Excerpt to read →
-*-

Releasing the film on DVD a few days before Channel 4 airs the season finale is a canny bit of marketing guaranteed to pay dividends for Arrow Films but this has caused some confusion amongst fans who are worried that watching the film might spoil the season finale or think that the movie might contain all important clues which will help them unlock the TV version’s puzzle.
On TV the action is confined to a French Alpine town whereas in Campillo’s version the world wakes up one morning to find that every single person to have died over the previous ten years has returned to life. With no explanation for what has caused this phenomena the audience joins the characters in an initial state of bewilderment accompanied by awe. The sheer scale of this inexplicable development is deftly communicated in an opening sequence which shows masses of previously dead people leaving a cemetery in search of their old lives and loved ones.
Facing potential social and economic meltdown due to millions of returnees needing immediate access to food and shelter the government sets up emergency refuge centres within municipal buildings whilst it tries to comprehend what has occurred and legislate for any potential outcomes.
Effectively forced to walk a very fine tightrope the government has to treat the resurrected with dignity and compassion all the time aware of the potential emotional confusion being experienced by relatives.
The returnees may look like us but as the film unfolds we learn that they differ in many subtle ways. Exhibiting symptoms similar to acute aphasia the resurrected are unsuited for any tasks requiring original creative thought. No longer able to perform their pre death jobs they are put to work in repetitive and unskilled posts by a society that is growing ever more suspicious.
Requiring no sleep the reanimated travel great distances by foot each night to congregate with fellow animated cadavers. Psychologists, medical professionals, and governmental representatives are at a loss to explain this ritual and are unsure if it is somehow connected with the resurrection process or perhaps has a more sinister purpose.
A radical reinvention of the zombie film, possibly too forward thinking in its approach for the story to be satisfactorily told by a single movie. The final act lacks coherence but that may be an editorial choice. With no clear cut answer as to what brought about the resurrections and whatever it is that the returnees are planning the potential for interpretations is virtually unlimited.
We are aware that incidents of resurrection have happened across the globe but by focusing exclusively on the French experience we are unsure if the narrative is incomplete; or if Robin Campillo is making a statement about the potential erosion of French culture.
The Returned is thoughtful, subtle, atmospheric and unnerving It deliberately avoids clichés and that may be why the film is not better known within the UK. Fans of the TV show will find this film to be very different to what they may have been expecting. Different in terms of tone, characters, and overall storyline and yet this is a movie that aficionados should watch if only to see what inspired Fabrice Gibert’s masterful re-imagining.

-*-

Work task A → Rewrite the stretch of the review of The Returned from "Effectively forced to" through "ever more suspicious.", changing "dignity" to "respect".
Work task B → Which four adjectives does the review of The Returned use in its closing paragraph to describe the film?
The records below the review are separate material.

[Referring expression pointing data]
-*-

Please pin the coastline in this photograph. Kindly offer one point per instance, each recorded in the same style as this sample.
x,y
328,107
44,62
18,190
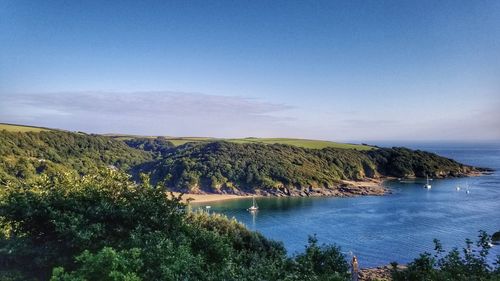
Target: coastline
x,y
346,188
206,198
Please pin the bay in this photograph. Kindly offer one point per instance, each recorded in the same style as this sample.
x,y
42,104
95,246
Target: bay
x,y
396,227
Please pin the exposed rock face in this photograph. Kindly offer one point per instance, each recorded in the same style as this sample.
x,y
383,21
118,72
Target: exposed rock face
x,y
343,189
381,273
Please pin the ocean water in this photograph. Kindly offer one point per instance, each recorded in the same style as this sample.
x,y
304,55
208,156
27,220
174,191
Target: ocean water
x,y
396,227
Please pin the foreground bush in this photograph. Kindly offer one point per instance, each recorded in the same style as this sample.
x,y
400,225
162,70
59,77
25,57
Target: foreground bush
x,y
104,227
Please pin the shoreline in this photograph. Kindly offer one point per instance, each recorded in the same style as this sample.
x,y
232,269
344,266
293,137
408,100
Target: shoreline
x,y
346,188
210,197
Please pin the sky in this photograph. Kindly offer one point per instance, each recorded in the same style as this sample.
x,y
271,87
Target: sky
x,y
334,70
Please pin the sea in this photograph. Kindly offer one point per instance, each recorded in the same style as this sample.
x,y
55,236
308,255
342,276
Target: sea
x,y
392,228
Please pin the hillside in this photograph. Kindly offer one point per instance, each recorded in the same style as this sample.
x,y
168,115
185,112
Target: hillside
x,y
304,143
21,128
225,167
23,155
219,166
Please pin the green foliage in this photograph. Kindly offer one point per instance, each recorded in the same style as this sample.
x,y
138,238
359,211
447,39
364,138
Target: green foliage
x,y
217,166
471,264
104,227
105,265
230,167
403,162
21,128
325,262
159,146
24,155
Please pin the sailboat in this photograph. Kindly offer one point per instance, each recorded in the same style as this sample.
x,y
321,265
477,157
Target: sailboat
x,y
428,185
254,206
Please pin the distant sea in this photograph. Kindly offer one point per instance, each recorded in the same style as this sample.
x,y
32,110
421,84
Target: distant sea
x,y
396,227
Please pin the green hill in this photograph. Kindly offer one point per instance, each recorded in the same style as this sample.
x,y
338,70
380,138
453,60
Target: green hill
x,y
305,143
21,128
218,166
25,154
279,169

-*-

Written reply A →
Effectively forced to walk a very fine tightrope the government has to treat the resurrected with respect and compassion all the time aware of the potential emotional confusion being experienced by relatives.
The returnees may look like us but as the film unfolds we learn that they differ in many subtle ways. Exhibiting symptoms similar to acute aphasia the resurrected are unsuited for any tasks requiring original creative thought. No longer able to perform their pre death jobs they are put to work in repetitive and unskilled posts by a society that is growing ever more suspicious.

Written reply B → thoughtful, subtle, atmospheric, unnerving